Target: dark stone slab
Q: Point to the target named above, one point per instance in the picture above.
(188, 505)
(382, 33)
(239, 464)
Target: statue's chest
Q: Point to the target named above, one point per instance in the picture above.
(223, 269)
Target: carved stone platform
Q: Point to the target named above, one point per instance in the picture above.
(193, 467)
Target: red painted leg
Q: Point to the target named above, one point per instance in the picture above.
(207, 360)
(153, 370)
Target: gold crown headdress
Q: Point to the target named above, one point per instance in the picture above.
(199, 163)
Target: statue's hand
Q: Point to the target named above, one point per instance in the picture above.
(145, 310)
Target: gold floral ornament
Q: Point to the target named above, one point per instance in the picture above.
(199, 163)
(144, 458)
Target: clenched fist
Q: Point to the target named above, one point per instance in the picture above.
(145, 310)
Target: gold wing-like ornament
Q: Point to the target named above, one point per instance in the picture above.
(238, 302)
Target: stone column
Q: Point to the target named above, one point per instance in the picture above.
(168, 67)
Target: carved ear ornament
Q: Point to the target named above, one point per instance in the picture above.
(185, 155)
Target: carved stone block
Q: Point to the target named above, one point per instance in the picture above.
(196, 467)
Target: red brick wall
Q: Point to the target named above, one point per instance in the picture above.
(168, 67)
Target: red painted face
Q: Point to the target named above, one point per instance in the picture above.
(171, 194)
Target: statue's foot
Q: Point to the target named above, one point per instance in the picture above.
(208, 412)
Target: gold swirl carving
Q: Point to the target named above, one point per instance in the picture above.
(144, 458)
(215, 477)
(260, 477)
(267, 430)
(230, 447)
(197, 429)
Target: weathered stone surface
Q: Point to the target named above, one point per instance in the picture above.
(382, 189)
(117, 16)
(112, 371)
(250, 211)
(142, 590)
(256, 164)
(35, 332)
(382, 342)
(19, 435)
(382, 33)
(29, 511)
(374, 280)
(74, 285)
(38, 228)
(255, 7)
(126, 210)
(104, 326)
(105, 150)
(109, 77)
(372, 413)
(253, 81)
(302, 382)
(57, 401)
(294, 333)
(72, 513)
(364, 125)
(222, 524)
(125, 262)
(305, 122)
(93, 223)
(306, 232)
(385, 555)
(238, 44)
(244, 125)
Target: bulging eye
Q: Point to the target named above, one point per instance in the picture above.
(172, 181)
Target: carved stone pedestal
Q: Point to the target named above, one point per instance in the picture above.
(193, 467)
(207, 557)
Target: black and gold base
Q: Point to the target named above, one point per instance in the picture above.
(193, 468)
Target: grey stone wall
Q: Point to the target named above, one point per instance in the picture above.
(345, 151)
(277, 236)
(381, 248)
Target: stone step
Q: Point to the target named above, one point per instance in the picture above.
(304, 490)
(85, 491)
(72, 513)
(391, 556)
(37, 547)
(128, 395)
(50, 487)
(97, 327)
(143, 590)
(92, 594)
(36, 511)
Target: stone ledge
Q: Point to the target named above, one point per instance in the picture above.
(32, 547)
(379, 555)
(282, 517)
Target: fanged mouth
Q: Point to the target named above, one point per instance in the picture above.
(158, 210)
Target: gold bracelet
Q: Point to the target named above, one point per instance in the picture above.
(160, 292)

++++++

■ Task item: Quote every line of the data, word for word.

■ Response to this task:
Target: dark stone slab
Q: Point to the target named above, one point per instance in the picture above.
(188, 505)
(382, 33)
(239, 464)
Target: statue's chest
Q: Point to the target named above, one point per instance in the picture above.
(223, 269)
Target: carved stone platform
Q: Point to the target named above, one point per instance in the picture above.
(193, 467)
Target: red painted leg
Q: Point to the target named above, one point per instance in the picture above.
(207, 360)
(153, 370)
Target: gold crown headdress
Q: Point to the target named above, one point per instance in the picture above.
(199, 163)
Target: statue's hand
Q: Point to the target named above, one point per instance in the picture above.
(145, 310)
Target: gold floral ornament
Q: Point to the target named above, one point per instance in the picture above.
(199, 163)
(144, 458)
Target: clenched fist
Q: Point to the target named above, one point per instance in the picture above.
(145, 310)
Target: gold wing-like ornament
Q: Point to the target named above, one point per instance in the picture above.
(238, 302)
Target: stone column
Q: Point to the target named above, one point per instance in the picture above.
(168, 67)
Target: carved ear ornament
Q: Point to the target named above, one point per instance in the picture above.
(185, 155)
Target: carved stone block
Q: Point to the target named above, one point per instance in the picture above.
(196, 467)
Target: red brick wall
Q: Point to the target named above, one point per instance in the picture above.
(168, 67)
Target: red painted face
Q: Point to the target named above, one point per instance in the picture above.
(171, 194)
Target: statue's foot
Q: Point to the target named above, one point per instance in the picture above.
(208, 412)
Target: gold swirl carving
Q: Point to the target named above, one point per instance in the picture above.
(144, 458)
(215, 477)
(260, 477)
(267, 430)
(230, 447)
(197, 429)
Target: weathered stone surface
Q: Point to the target named above, one point per instance in the picture above.
(382, 189)
(117, 16)
(112, 371)
(250, 211)
(142, 590)
(256, 164)
(35, 332)
(382, 342)
(19, 435)
(382, 33)
(29, 511)
(374, 280)
(74, 285)
(38, 228)
(255, 7)
(126, 210)
(104, 326)
(105, 150)
(109, 77)
(372, 413)
(253, 81)
(302, 382)
(57, 401)
(294, 333)
(72, 513)
(364, 125)
(222, 524)
(125, 262)
(305, 122)
(93, 223)
(306, 232)
(385, 555)
(238, 44)
(244, 125)
Target: bulging eye
Q: Point to the target named above, one point per instance in the picture above.
(172, 181)
Target: carved stone pedestal
Q: Point to the target named above, one point per instance in the picture above.
(193, 467)
(207, 557)
Target: black and gold base
Q: Point to the target named above, one point per instance in the picture above.
(193, 468)
Target: grey stone wall
Q: Point to the target named above, one point per instance in the picture above.
(345, 151)
(277, 236)
(381, 248)
Target: stone step
Q: Point to the target named above, one point per instance in the picture above.
(304, 490)
(85, 491)
(72, 513)
(391, 556)
(37, 547)
(128, 395)
(50, 487)
(97, 327)
(143, 590)
(92, 594)
(36, 511)
Target: stone ledge
Q: Point to the target named above, one point per instance in the picture above.
(32, 547)
(379, 555)
(282, 517)
Target: fanged mouth
Q: Point to the target named above, one point per instance in the picture above.
(158, 210)
Target: gold bracelet
Q: Point to the target named above, one point per instance in the picture above.
(160, 292)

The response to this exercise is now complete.